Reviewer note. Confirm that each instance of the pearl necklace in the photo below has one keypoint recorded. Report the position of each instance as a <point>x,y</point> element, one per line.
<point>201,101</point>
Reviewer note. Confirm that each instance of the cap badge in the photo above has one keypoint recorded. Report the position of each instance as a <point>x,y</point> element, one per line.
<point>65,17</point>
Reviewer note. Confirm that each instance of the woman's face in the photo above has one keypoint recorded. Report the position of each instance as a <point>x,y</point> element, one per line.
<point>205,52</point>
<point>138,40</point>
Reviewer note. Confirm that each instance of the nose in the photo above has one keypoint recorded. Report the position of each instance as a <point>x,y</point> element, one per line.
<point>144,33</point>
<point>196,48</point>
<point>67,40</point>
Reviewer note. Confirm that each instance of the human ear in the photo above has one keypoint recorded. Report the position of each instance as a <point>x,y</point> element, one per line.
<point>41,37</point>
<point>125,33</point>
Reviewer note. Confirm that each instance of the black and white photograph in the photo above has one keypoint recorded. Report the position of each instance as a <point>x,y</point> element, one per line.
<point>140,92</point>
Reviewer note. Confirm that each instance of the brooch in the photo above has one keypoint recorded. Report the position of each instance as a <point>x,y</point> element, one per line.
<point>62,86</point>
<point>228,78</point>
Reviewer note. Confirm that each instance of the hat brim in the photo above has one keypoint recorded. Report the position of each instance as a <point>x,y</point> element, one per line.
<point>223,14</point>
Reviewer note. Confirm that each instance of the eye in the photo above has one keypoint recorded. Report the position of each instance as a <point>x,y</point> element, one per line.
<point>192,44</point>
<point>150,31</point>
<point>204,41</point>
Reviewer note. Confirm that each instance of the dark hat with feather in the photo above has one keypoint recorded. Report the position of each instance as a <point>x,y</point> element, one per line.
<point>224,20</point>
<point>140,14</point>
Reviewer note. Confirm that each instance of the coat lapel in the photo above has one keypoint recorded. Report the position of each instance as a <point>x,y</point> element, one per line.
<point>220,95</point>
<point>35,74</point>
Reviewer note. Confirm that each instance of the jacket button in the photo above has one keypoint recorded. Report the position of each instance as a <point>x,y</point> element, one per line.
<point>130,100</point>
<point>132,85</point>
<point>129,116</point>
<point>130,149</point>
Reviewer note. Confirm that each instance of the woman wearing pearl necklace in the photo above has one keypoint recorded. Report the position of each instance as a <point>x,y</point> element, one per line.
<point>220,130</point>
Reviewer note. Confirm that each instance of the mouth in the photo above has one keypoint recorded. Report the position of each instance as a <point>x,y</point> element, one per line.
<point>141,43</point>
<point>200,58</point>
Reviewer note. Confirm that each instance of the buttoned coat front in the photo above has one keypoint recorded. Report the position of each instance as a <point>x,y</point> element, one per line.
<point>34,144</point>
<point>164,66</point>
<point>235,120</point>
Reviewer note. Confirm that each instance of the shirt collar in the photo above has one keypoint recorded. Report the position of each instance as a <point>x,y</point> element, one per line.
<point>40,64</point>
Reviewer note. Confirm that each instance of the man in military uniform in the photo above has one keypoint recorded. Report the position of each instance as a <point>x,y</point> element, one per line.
======
▶ **Aim of the task**
Would you print each line of the material exactly?

▶ **Answer to the exercise**
Reviewer note. Confirm that each instance of the pearl necklace in the photo below has one keypoint recorded. Report the position of each instance as a <point>x,y</point> element, one per line.
<point>201,101</point>
Reviewer note. Confirm that each instance of the cap badge in the photo above has one keypoint recorded. Report the position of each instance as a <point>x,y</point> element, one per line.
<point>65,17</point>
Reviewer note. Confirm that each instance of the woman's face in the photo above has one keypoint recorded. Report the position of each instance as a <point>x,y</point> element, one per line.
<point>205,52</point>
<point>138,40</point>
Reviewer note. Confirm that each instance of the nose in the photo above has one keypoint recorded. Report the position of each instance as a <point>x,y</point> element, one per line.
<point>144,33</point>
<point>196,48</point>
<point>67,40</point>
Reviewer note. Confirm that each instance of the human ear in the photo above has one keypoint recorded. Report the position of each instance as a <point>x,y</point> element, one per line.
<point>41,37</point>
<point>125,33</point>
Reviewer note. Confirm that each instance of the black and white photograph in the photo above has one keypoint recorded. Report the position of each instance as a <point>x,y</point> element, one per line.
<point>140,92</point>
Reviewer note. Confirm that each instance of the brooch in the photo above has one keypoint recorded. Report the position of each instance as a <point>x,y</point> element, one per line.
<point>62,86</point>
<point>228,78</point>
Reviewer note. Confirm that each instance of the hat brim in the photo above has one keypoint recorded. Report the position of each instance as a <point>x,y</point> element, one per line.
<point>223,14</point>
Reviewer note. Confirm that each instance of the eye in the photo above has one keypoint recorded. Report the position of each instance as a <point>x,y</point> element, one per line.
<point>192,44</point>
<point>150,31</point>
<point>204,41</point>
Reviewer note. Confirm that each instance of the dark hat with feather in the photo above has one keypoint recorded. Report the position of each instance as a <point>x,y</point> element, one per line.
<point>224,20</point>
<point>140,14</point>
Reviewer note. Confirm that each instance of the coat lapel in the photo above has one keypoint recorded. Report the position of each instance as a <point>x,y</point> element, one per line.
<point>220,95</point>
<point>35,74</point>
Reviewer note. Confirm that each instance of the jacket button in the photo above has one keypoint recorded. Report the position of each instance as a <point>x,y</point> element, one per line.
<point>130,100</point>
<point>132,85</point>
<point>129,116</point>
<point>130,149</point>
Reviewer note. Confirm that each instance of the woman wearing pearl necklace in the photo above has one keypoint recorded. Report the position of each instance as a <point>x,y</point> element, one per line.
<point>220,130</point>
Reviewer note. Confirm that each instance of the mouth in the photo above has one keypoint recorded. Report the position of each instance as a <point>x,y</point> element, one per line.
<point>141,43</point>
<point>200,58</point>
Reviewer note. Confirm that each instance of the buttoned coat front in the photo above has one keypoint recorded. Report the position of each instance as a <point>x,y</point> element, one per line.
<point>34,144</point>
<point>164,66</point>
<point>235,120</point>
Reviewer note. Confirm that each instance of the shirt collar in the photo above has one keypoint recorded. Report the position of each instance as a <point>x,y</point> element, one per line.
<point>40,64</point>
Reviewer note. Confirm that each instance of the man in military uniform in the photo above has one keypoint recorded. Report the position of each instance as a <point>x,y</point> element, one per line.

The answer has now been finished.